##### Records supplied
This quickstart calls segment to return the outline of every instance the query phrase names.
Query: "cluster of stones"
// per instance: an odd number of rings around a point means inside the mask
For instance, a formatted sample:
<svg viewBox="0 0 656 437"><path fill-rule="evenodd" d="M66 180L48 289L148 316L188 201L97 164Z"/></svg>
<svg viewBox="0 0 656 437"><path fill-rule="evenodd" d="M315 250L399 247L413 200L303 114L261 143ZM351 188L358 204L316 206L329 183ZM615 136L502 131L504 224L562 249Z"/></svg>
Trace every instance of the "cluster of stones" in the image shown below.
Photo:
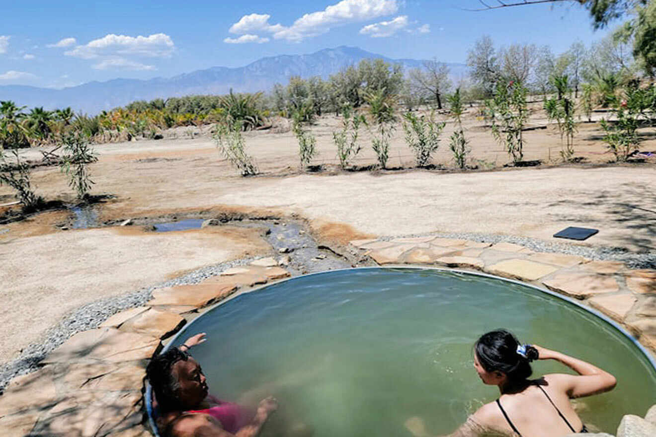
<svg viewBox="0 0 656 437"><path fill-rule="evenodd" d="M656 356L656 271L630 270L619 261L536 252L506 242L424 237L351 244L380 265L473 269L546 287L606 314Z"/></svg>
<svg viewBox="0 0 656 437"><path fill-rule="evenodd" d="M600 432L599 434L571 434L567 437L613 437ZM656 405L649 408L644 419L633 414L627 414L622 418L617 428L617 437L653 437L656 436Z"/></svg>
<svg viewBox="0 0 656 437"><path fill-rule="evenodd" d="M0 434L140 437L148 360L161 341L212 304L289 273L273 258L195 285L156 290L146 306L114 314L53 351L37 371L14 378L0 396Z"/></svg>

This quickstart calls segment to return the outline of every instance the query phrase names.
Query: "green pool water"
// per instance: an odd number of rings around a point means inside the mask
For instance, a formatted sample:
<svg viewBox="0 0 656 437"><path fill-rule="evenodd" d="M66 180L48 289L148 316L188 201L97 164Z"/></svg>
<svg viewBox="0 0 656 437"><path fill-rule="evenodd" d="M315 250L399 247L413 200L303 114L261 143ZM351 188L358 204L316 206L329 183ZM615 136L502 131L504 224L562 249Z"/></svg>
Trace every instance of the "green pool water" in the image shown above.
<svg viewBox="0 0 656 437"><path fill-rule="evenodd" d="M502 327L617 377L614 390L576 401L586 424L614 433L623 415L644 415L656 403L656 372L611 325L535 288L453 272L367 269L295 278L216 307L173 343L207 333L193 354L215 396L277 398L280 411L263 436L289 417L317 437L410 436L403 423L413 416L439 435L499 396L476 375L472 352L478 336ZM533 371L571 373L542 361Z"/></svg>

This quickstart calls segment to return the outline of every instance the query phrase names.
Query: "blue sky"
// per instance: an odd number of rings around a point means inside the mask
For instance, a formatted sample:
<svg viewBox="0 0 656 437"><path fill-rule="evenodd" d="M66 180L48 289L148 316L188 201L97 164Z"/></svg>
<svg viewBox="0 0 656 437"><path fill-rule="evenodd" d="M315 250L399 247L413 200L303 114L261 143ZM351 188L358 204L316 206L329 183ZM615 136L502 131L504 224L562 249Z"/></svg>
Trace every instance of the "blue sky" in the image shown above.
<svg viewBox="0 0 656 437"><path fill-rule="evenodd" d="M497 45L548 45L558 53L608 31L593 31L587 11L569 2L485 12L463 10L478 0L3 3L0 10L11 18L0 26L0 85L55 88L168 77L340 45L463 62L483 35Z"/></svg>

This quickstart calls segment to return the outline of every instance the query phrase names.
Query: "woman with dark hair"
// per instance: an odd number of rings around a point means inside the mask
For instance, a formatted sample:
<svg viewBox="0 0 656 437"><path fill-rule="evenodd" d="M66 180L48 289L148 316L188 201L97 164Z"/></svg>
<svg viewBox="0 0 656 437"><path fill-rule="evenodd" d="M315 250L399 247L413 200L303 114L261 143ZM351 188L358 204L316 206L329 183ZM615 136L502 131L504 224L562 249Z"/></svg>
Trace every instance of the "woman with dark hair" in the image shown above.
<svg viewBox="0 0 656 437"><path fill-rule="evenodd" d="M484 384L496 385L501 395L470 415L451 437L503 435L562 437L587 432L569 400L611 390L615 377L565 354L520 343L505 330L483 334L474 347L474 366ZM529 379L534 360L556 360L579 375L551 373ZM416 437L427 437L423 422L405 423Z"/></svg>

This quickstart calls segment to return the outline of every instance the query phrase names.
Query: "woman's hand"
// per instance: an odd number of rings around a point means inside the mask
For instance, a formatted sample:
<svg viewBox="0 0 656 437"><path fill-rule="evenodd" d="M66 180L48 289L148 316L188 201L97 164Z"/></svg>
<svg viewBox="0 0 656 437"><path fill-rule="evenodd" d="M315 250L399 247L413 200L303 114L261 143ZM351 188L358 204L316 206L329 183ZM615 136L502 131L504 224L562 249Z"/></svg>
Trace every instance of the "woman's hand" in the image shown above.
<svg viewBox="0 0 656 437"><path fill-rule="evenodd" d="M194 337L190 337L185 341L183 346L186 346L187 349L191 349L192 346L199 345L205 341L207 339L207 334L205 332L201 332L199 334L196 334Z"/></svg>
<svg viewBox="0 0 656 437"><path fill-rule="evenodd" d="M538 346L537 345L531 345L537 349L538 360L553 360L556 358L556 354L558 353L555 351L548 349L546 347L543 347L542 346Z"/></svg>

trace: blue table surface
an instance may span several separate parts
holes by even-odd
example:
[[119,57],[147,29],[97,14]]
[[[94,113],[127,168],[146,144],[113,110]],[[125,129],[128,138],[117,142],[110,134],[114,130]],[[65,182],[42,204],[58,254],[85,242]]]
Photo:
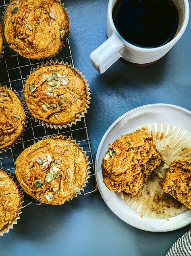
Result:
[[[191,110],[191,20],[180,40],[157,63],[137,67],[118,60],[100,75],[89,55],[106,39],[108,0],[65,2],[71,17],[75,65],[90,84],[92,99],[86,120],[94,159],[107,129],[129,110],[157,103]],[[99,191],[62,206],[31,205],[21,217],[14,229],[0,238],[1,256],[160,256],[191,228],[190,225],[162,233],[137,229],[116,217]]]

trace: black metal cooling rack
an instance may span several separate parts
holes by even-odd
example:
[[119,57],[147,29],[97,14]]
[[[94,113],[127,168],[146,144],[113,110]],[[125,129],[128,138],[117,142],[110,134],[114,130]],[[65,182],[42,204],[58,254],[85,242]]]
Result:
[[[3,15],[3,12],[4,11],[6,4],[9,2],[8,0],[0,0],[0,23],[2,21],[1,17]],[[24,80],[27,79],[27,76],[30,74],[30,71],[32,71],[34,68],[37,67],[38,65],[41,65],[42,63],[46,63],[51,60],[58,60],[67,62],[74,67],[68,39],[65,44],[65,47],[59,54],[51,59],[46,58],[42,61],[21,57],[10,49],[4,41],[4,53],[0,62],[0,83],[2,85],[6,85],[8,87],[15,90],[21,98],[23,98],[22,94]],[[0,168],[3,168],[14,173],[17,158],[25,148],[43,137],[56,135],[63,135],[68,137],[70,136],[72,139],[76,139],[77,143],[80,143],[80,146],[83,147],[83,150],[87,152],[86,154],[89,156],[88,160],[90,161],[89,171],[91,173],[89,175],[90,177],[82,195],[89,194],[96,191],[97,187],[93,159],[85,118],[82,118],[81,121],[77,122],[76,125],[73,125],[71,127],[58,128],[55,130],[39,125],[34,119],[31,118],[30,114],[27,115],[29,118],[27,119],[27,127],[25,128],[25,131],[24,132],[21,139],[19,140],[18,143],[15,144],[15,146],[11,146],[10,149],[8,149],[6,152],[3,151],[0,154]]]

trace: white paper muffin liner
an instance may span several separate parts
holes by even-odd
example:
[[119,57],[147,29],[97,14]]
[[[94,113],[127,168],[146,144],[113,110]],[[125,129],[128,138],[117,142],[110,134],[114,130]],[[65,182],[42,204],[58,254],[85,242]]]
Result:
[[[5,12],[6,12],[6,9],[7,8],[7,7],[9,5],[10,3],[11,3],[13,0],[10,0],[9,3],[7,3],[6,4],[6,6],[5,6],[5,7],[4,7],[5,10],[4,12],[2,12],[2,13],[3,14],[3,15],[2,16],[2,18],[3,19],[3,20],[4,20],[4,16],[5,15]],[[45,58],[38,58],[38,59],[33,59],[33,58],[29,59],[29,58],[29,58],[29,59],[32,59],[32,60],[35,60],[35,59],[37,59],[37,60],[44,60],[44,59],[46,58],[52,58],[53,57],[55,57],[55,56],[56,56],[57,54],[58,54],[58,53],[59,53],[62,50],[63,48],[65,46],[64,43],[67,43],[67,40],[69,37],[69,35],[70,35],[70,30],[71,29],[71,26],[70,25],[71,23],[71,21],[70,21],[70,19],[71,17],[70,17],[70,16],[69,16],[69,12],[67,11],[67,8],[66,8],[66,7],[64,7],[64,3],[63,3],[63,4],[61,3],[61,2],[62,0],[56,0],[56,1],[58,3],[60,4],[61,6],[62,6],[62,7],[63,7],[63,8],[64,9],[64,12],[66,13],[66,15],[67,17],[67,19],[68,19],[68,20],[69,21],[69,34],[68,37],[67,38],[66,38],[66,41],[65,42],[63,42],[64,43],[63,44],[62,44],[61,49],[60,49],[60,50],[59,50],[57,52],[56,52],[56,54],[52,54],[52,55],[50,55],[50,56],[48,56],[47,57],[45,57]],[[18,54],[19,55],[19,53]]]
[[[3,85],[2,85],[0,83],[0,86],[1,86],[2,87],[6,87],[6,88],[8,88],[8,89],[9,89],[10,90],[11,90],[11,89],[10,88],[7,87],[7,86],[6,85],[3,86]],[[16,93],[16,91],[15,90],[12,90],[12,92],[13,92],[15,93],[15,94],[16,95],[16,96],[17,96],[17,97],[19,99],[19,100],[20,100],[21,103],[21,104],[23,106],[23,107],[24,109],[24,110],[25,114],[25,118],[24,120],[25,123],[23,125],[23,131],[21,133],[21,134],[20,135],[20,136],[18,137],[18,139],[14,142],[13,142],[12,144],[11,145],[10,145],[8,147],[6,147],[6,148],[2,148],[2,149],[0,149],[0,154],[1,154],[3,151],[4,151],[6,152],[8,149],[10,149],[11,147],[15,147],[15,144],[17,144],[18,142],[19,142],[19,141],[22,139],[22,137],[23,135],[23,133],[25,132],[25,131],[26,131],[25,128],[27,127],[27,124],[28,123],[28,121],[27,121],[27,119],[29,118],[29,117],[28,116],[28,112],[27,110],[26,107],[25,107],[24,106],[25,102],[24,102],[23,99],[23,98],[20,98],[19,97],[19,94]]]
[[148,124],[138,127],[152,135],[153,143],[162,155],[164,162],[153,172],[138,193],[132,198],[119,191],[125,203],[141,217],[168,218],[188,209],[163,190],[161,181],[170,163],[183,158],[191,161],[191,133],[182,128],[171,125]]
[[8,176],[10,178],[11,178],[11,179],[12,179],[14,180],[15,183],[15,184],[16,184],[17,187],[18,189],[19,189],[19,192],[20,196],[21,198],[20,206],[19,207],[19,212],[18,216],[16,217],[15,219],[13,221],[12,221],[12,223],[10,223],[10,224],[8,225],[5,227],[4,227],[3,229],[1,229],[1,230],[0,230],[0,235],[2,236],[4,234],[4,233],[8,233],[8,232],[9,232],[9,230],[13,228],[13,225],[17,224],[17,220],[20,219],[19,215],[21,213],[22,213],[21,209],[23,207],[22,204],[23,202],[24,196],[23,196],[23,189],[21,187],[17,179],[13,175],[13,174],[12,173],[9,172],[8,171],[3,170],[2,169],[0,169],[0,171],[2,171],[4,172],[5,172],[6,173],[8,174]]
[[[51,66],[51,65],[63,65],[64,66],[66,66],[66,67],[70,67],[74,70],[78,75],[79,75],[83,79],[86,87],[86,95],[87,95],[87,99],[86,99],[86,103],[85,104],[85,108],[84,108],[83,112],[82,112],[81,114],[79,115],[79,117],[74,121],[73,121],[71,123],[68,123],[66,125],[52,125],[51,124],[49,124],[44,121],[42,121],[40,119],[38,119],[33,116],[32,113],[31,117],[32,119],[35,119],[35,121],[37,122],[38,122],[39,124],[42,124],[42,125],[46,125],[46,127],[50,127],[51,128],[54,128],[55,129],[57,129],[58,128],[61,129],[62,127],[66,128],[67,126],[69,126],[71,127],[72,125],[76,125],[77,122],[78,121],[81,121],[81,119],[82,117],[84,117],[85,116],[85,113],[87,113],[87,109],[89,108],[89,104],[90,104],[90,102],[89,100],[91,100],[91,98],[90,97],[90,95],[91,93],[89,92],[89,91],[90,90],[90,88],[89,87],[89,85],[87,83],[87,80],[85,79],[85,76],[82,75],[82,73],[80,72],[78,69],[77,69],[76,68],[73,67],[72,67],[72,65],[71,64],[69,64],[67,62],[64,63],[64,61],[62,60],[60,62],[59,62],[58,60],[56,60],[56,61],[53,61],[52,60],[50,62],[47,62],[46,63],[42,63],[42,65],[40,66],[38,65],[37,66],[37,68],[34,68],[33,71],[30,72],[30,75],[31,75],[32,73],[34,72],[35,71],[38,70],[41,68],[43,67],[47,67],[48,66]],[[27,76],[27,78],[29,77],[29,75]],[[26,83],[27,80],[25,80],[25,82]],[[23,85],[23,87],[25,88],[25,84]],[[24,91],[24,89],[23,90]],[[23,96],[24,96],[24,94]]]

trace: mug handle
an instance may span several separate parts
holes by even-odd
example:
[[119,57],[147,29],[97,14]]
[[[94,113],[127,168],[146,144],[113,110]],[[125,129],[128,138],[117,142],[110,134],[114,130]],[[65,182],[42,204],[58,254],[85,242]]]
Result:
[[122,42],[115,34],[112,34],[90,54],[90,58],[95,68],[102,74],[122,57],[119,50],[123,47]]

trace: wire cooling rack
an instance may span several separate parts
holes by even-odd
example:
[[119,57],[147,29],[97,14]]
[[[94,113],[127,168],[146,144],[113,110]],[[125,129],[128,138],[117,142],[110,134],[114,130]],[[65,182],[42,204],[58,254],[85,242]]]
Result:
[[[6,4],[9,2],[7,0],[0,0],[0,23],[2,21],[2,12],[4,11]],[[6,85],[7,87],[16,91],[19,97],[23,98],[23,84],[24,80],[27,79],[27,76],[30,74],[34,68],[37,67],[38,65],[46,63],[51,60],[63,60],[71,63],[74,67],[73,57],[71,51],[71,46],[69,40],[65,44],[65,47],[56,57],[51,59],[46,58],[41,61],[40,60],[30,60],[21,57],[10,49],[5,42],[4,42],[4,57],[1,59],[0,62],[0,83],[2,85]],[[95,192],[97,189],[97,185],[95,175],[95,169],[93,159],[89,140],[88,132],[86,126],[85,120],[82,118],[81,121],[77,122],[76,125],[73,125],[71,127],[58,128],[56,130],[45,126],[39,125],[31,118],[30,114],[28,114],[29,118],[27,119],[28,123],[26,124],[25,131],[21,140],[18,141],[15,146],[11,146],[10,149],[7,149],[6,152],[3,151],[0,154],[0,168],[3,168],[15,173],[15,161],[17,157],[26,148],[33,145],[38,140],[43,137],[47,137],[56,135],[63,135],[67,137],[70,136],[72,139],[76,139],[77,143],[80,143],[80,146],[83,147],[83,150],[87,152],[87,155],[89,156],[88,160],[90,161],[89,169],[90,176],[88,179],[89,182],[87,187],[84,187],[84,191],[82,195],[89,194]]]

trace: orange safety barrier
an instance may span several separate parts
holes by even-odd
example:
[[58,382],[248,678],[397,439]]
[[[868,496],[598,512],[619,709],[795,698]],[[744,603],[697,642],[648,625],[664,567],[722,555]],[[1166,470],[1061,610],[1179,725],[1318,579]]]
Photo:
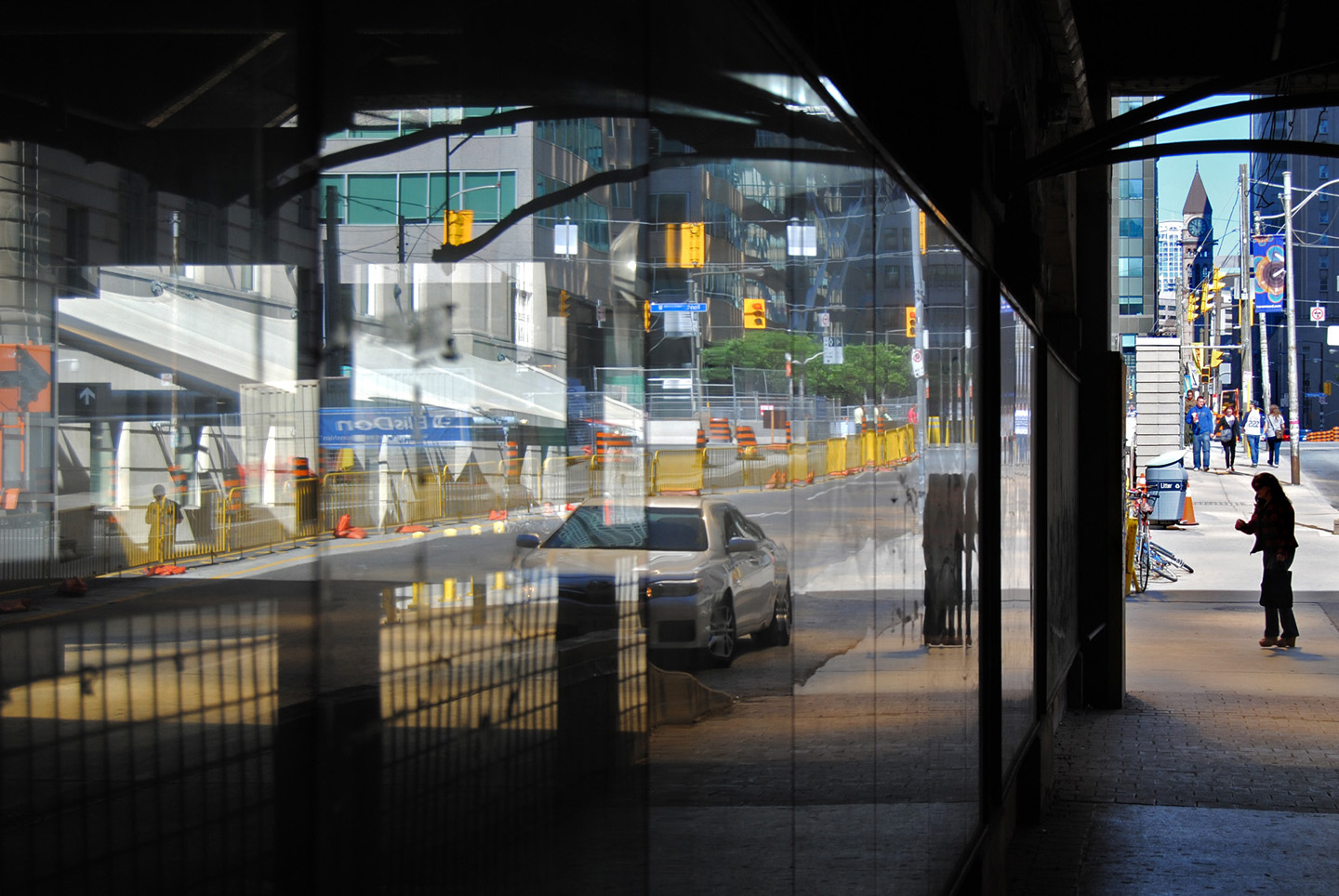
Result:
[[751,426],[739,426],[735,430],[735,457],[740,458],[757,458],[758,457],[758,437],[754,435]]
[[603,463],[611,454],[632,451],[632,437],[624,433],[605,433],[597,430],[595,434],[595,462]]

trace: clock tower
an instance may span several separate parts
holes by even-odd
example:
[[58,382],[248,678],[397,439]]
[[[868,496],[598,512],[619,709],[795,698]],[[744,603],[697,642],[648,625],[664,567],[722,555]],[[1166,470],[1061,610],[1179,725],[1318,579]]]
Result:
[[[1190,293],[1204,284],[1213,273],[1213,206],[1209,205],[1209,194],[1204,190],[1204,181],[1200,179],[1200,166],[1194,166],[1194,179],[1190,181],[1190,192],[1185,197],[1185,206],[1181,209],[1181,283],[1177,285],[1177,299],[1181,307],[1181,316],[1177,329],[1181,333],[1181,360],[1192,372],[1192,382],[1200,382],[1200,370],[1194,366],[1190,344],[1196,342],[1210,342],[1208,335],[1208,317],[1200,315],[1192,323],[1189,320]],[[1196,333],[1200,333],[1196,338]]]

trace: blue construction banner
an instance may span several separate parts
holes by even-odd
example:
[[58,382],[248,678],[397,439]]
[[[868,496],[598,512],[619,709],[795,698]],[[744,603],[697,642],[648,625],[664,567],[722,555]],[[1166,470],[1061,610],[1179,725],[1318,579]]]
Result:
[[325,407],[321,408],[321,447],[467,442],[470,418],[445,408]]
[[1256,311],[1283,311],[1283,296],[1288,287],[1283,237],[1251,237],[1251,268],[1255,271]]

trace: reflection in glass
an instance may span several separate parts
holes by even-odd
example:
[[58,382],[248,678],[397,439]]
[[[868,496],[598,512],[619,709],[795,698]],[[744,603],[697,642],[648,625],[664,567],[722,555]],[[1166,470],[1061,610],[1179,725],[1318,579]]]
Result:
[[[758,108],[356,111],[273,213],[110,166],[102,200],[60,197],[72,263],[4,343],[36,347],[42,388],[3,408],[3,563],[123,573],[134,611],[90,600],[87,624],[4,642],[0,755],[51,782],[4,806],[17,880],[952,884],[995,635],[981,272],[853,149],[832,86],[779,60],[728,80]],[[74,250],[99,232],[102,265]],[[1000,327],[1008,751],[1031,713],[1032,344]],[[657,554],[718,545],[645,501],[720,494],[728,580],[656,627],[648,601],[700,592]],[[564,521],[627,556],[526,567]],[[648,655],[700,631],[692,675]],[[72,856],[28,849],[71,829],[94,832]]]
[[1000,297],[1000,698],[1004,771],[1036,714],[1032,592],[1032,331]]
##########
▶ **Description of the task**:
Copy only this span: the line that contains "trace: clock tower", the last line, and every line between them.

▶ **Completed exercise**:
trace: clock tower
an instance may span several separate parts
holes by even-odd
example:
[[58,382],[248,678],[397,439]]
[[[868,496],[598,512],[619,709],[795,698]],[[744,603],[697,642],[648,625],[664,567],[722,555]],[[1166,470],[1061,610],[1179,725],[1318,579]]]
Result:
[[[1190,293],[1204,284],[1213,273],[1213,206],[1209,205],[1209,194],[1204,190],[1204,181],[1200,179],[1200,166],[1194,166],[1194,179],[1190,181],[1190,192],[1185,197],[1185,206],[1181,209],[1181,283],[1177,285],[1177,299],[1181,307],[1181,316],[1177,329],[1181,333],[1181,360],[1192,372],[1192,382],[1200,382],[1200,370],[1194,366],[1190,344],[1196,342],[1210,342],[1208,335],[1208,317],[1200,315],[1192,323],[1189,320]],[[1196,333],[1200,333],[1196,338]]]

trace: blue construction banner
an instance may span several separate parts
holes by even-odd
example:
[[58,382],[248,678],[397,439]]
[[[868,496],[598,512],[619,709],[795,698]],[[744,603],[697,642],[648,625],[664,567],[722,555]],[[1166,470],[1061,610],[1179,725],[1318,579]]]
Result:
[[325,407],[321,408],[321,447],[467,442],[470,418],[445,408]]
[[1256,311],[1283,311],[1283,296],[1288,287],[1283,237],[1251,237],[1251,268],[1255,271]]

trace: reflection in glass
an instance may span several separate parts
holes by even-odd
example:
[[58,382],[248,678],[397,439]]
[[[868,496],[598,512],[619,709],[795,698]],[[744,603],[697,642],[648,625],[664,567],[722,555]],[[1166,470],[1061,610],[1179,725],[1318,579]]]
Result:
[[[758,108],[356,111],[273,213],[110,166],[102,200],[60,197],[72,263],[4,343],[36,347],[42,388],[3,408],[3,563],[123,573],[134,611],[90,600],[87,624],[4,642],[0,755],[51,782],[4,806],[17,880],[952,884],[995,635],[981,272],[853,149],[832,86],[779,60],[728,80]],[[74,250],[99,232],[102,265]],[[1000,327],[1008,751],[1031,713],[1032,344]],[[657,554],[718,545],[645,501],[720,494],[728,580],[656,627],[648,601],[700,592]],[[564,521],[627,556],[526,567]],[[648,655],[700,631],[692,675]],[[72,856],[28,849],[71,829],[94,832]]]
[[1000,297],[1000,698],[1004,771],[1036,714],[1032,592],[1032,331]]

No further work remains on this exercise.